*DOCUMENT SECTION*.
....
The board should never hear important news for the first time at the meeting. Three channels: monthly chair contact, pre-meeting briefing, agreed thresholds.

5 min read

The board should never hear important news for the first time at the meeting itself. A CEO who surprises the board loses trust faster than any other behaviour can rebuild it. This holds true even when the news is positive — surprises tell the board it does not have the full picture.

The three channels

How to keep the board ahead of the news:

  1. Monthly chair contact — 30 minutes, fixed in the calendar. Even when nothing is urgent.
  2. Pre-meeting briefing on difficult items — three to five days before the meeting. Never deliver hard messages only at the meeting itself.
  3. Agreed thresholds — defined levels that trigger an email outside the meeting cycle.

The monthly chair contact

The chair is your earliest sounding board. Half an hour a month — including the months where "there's nothing to report" — builds the relationship that lets you call when something acute happens. If contact only happens when there's a problem, the chair will start reading every call as bad news. That creates the opposite behaviour in you: you postpone the conversation.

Brief the chair on hard items first

If you have a difficult message for the meeting — a covenant risk, a customer loss, a senior departure — the full board should not hear it for the first time at the meeting. Speak to the chair three to five days before, and let them decide whether the message should go to the rest of the board in writing first. In about 80% of cases the chair will say: "Send a short written update to everyone. We'll take the discussion at the meeting, focused."

Agreed thresholds

Define in advance what triggers a notification outside the meeting cycle. Written down, approved by the board. Examples:

  • Loss of a customer representing more than 10% of revenue.
  • Liquidity below 30 days of operations.
  • Covenant headroom below 15%.
  • Expected variance from annual budget above 15%.
  • Departure of a member of the executive team.
  • Material legal claim above an agreed threshold.

When a threshold is hit, a short written notification goes out — typically within 48 hours. Not a full memo. An email of 5 to 10 lines.

The five situations where notification most often fails

In practice, the failure happens in five concrete patterns. If you recognise yourself in any of them, that's where to tighten the discipline:

  1. You hope it blows over. A number has moved the wrong way for 14 days. You're waiting for it to correct itself. It rarely does. The rule: if a number moves the wrong way for more than 7 days, it needs to be flagged.
  2. You're waiting for "more data". You want the full picture before notifying. But the full picture often only arrives once the situation is locked in. The rule: flag with what you know now, and promise an update when more data is available.
  3. You assume the chair already knows. "She saw the email, that's enough." But implicit communication doesn't count. The rule: if it matters, say it directly.
  4. You don't want to cause unnecessary worry. You flagged last quarter too, and it passed. You don't want to "cry wolf". But notifications that don't materialise don't cost credibility — delayed ones do.
  5. You're already working on the solution. You want to present the problem alongside the fix. Understandable — still wrong. The board should know about the problem even if the plan isn't ready.

Why CEOs delay

The most common reason boards get surprised is not bad intent — it's that the CEO hopes the problem resolves before the next meeting. Or doesn't want to "worry" the board about something that may pass. That logic always breaks. What you defer grows — and when it finally surfaces, it looks as if you've been sitting on it.
....
*INFORMATION PROVIDED*.
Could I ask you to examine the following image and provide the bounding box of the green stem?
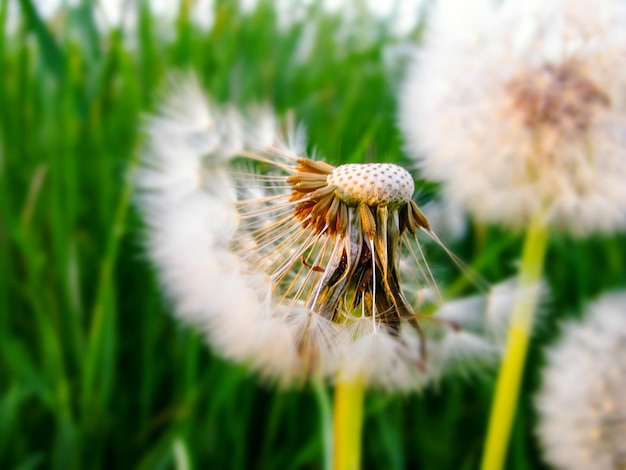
....
*TASK DETAILS*. Can you reproduce the passage from the piece on keeping the board informed, starting with "The five situations" and going on through "data is available.", word for word?

*TASK ANSWER*.
The five situations where notification most often fails

In practice, the failure happens in five concrete patterns. If you recognise yourself in any of them, that's where to tighten the discipline:

  1. You hope it blows over. A number has moved the wrong way for 14 days. You're waiting for it to correct itself. It rarely does. The rule: if a number moves the wrong way for more than 7 days, it needs to be flagged.
  2. You're waiting for "more data". You want the full picture before notifying. But the full picture often only arrives once the situation is locked in. The rule: flag with what you know now, and promise an update when more data is available.